This study aims to uncover patterns in the conflicts between Alexander the Great and his nobles. In the book — originally a dissertation at the University of Giessen — Müller (henceforth M.) discusses the shifting power relations at Alexander’s court. In particular, she examines the measures taken by Alexander to secure and expand his authority vis-a-vis the Macedonian elite.
M. argues that throughout his reign Alexander’s authority was far from secure. In a short review of the old debate about the Macedonian ‘constitution’ at the beginning of the book, M. takes a middle position: the Macedonian state was neither a (constitutionally or traditionally) limited monarchy, nor an outright absolutist monarchy with an all-powerful king. Instead, she sensibly states that although the monarchy was presented as autocratic and absolutist, the authority of the king was in reality limited by the power and influence of various aristocratic factions. Alexander’s pursuit of a more autocratic and personal rule led to conflict with the established powers at the Macedonian court. Such a conflict not only characterizes Alexander’s court, but numerous courts in world history. Therefore M. opens her introduction by referring to Norbert Elias, the founder of the modern study of the court.

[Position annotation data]
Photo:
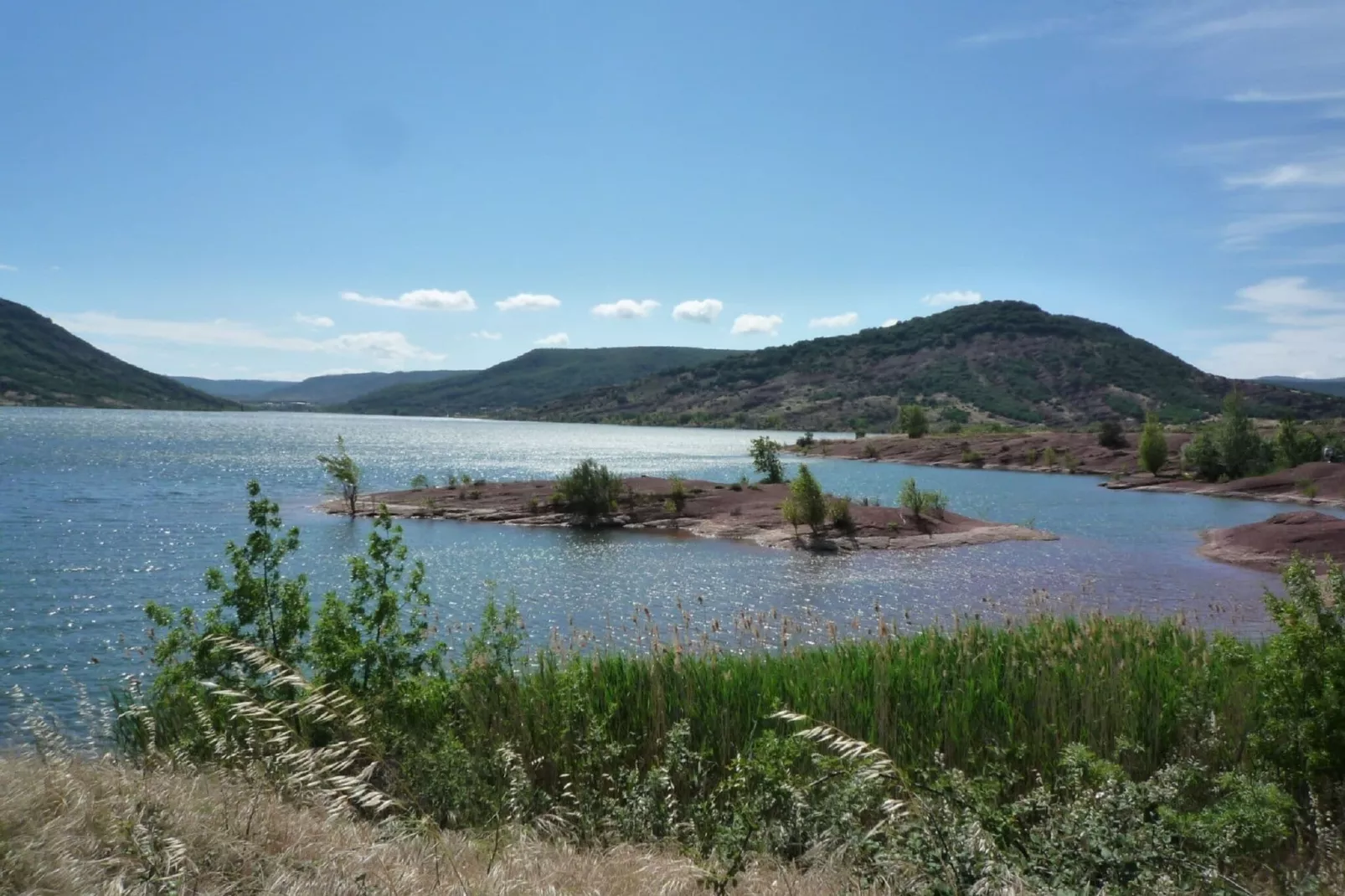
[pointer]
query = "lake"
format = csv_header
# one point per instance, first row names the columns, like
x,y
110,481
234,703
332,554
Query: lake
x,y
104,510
---
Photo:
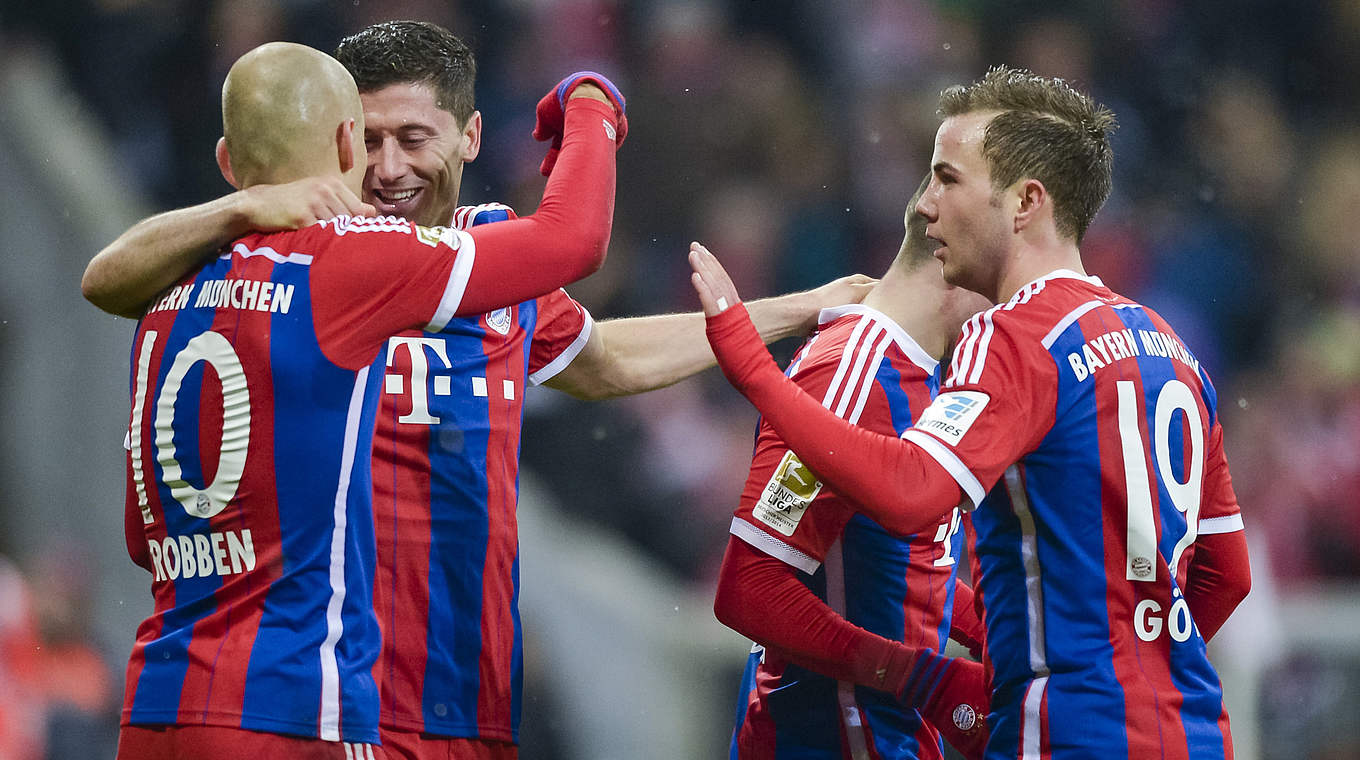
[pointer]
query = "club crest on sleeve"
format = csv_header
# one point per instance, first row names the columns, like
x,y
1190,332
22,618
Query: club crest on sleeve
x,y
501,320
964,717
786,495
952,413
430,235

## Stated problem A
In the review of Müller's book on Alexander the Great, where was the book first written as a dissertation?
## Stated problem B
Carry on the review of Müller's book about Alexander the Great and his nobles, starting right after its final sentence.
This data has no connection to the review of Müller's book on Alexander and his nobles.

## Final answer A
At the University of Giessen.

## Final answer B
The main part of the book consists of a detailed, chronologically ordered account of the development of the conflict. The nine central chapters of the book are devoted to infamous events such as the Philotas affair, the fall of Parmenion, the death of Kleitos, and the execution of Kallisthenes. The book’s foremost merit is that it shows that these individual incidents were part of a wider conflict. M. thus gives a more plausible explanation for them than the old romantic view that Alexander gradually became a deranged megalomaniac, who murdered his ‘friends’ in drunken frenzy or paranoid delusion. Although this notion is not new,1 this is the first time that it is given comprehensive treatment. ‘The actions that Alexander took to secure his authority can only be understood’, M. says, ‘by acknowledging the fact that his political control was not so unlimited as has always been assumed’ (p. 10). Alexander’s principal opponents are identified as the families and factions led by Attalos, Antipatros and Parmenion.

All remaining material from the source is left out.